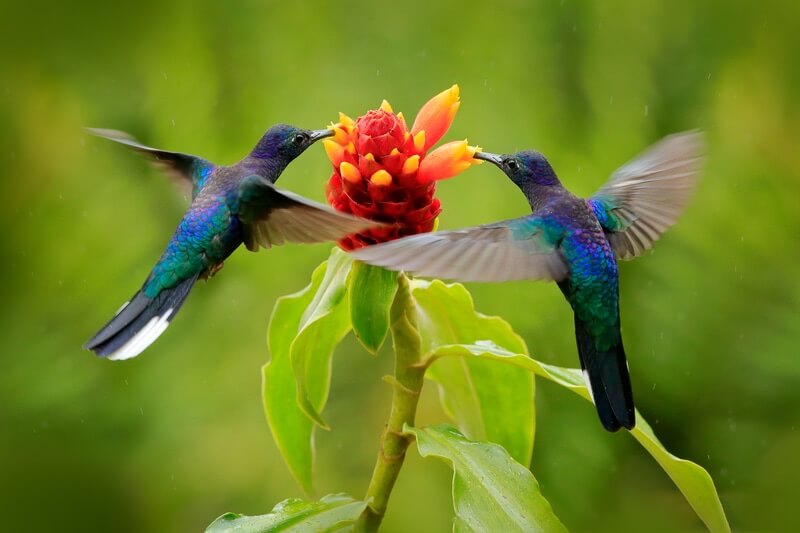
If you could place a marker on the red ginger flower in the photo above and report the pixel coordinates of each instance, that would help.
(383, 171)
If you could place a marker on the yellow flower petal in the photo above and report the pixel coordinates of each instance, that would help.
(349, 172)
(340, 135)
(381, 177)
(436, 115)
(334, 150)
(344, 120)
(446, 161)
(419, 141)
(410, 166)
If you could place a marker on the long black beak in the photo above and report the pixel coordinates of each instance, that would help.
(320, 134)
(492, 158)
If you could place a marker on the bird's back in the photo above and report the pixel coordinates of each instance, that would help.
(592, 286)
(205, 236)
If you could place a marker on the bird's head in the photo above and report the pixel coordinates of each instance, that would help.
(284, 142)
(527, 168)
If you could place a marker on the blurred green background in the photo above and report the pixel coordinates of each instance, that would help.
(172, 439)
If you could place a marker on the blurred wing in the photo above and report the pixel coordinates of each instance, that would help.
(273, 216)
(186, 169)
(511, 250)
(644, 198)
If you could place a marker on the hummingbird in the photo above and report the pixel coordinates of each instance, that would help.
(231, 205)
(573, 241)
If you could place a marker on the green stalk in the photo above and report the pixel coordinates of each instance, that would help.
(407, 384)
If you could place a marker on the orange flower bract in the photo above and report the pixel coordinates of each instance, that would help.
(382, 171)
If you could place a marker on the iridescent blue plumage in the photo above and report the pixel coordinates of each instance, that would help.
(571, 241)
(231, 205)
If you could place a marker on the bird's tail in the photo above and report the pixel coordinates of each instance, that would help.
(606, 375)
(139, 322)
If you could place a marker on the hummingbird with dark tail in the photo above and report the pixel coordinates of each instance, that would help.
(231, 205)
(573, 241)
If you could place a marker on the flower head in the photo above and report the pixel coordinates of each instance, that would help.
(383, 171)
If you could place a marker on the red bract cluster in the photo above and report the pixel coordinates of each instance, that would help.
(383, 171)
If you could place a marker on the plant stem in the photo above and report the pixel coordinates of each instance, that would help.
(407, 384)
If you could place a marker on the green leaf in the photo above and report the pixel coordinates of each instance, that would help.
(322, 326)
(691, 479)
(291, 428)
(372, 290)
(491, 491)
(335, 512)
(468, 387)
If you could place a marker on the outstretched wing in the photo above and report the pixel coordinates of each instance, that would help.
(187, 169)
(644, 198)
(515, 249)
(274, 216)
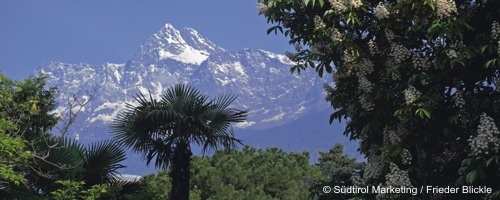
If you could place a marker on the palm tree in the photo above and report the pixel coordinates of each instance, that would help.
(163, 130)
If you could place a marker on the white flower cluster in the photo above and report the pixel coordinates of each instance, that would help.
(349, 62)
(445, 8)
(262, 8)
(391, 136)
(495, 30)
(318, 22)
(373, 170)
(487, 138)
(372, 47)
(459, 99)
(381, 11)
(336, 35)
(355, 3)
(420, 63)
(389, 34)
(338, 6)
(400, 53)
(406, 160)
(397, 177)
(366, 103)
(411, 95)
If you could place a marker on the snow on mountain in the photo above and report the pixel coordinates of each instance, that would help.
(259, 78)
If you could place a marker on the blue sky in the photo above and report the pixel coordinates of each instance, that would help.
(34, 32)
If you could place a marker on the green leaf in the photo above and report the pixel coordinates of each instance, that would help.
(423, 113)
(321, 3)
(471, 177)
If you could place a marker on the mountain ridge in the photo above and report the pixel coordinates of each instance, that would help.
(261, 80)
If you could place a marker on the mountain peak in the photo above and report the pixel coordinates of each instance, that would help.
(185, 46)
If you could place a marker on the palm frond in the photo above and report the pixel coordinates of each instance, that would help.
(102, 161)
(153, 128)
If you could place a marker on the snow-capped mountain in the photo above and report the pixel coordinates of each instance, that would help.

════════════════

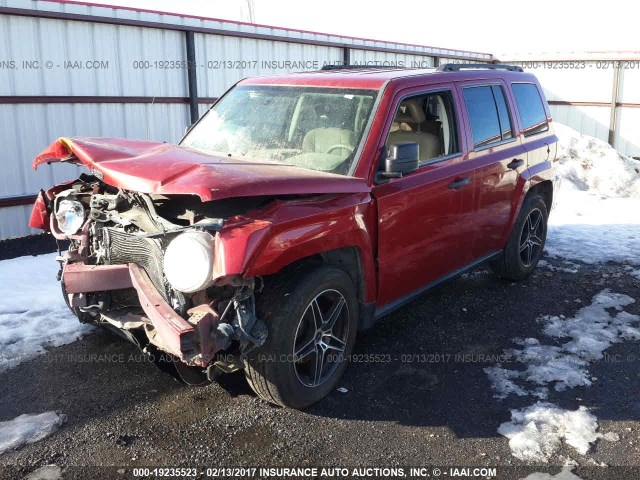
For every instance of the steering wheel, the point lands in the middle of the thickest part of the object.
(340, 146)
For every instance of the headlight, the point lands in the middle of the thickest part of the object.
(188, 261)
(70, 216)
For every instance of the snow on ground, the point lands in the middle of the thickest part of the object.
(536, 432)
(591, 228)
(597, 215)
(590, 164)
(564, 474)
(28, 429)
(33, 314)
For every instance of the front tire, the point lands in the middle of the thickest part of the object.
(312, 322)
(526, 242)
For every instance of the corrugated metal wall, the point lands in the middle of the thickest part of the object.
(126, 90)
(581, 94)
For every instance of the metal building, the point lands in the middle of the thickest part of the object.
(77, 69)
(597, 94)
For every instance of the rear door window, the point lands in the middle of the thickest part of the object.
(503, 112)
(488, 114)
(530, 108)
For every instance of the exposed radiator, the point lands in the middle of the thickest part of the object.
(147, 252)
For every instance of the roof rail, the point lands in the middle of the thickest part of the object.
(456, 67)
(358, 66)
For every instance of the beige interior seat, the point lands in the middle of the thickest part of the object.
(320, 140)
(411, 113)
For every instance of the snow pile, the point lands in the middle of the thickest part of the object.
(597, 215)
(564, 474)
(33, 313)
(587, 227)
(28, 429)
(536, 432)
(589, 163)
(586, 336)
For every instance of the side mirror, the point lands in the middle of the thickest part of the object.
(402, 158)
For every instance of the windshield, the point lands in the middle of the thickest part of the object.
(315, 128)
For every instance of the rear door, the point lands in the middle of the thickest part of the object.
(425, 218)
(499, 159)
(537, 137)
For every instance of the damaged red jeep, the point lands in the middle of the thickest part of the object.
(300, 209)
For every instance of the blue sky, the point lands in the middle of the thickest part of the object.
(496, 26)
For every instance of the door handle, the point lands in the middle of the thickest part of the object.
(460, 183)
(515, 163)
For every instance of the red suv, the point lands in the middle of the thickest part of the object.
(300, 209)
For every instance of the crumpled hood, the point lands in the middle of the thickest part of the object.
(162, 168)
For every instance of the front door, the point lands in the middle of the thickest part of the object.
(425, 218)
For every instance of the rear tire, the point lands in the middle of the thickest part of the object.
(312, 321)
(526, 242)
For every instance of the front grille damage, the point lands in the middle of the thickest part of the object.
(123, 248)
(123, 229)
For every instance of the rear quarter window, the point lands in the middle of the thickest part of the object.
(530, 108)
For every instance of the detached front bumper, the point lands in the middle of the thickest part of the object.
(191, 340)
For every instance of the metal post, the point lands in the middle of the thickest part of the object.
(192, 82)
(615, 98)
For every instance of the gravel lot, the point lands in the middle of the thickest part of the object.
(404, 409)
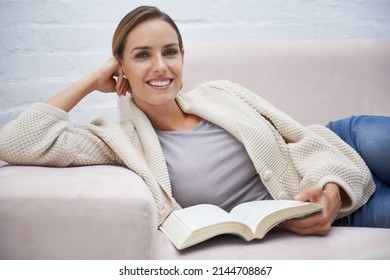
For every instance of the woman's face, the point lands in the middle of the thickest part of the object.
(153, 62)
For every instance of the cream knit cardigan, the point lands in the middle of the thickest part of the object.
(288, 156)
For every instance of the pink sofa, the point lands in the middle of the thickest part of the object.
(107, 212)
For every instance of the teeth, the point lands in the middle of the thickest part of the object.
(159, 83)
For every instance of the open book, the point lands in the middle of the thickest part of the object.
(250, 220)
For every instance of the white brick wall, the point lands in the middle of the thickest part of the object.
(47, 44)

════════════════

• Task prompt: Out of the data above, set down the lines from the one with "If you could place a marker on the mountain ridge" to the one with "If you could place a marker on the snow-capped", both included, exactly as written and with no additions.

• Reply to the task:
If you could place a marker on the mountain ridge in the photo above and report the pixel coordinates of each instance, that would help.
(261, 80)
If you could place a marker on the mountain peak in the photo above and report the pixel coordinates of each instance, that would help.
(185, 46)
If you could place a marker on the palm frond in the photo above and report the pixel coordinates of each instance, that would help.
(102, 161)
(153, 128)
If you could place a marker on the snow-capped mountain in the photo above and report the pixel coordinates of each instance, that would help.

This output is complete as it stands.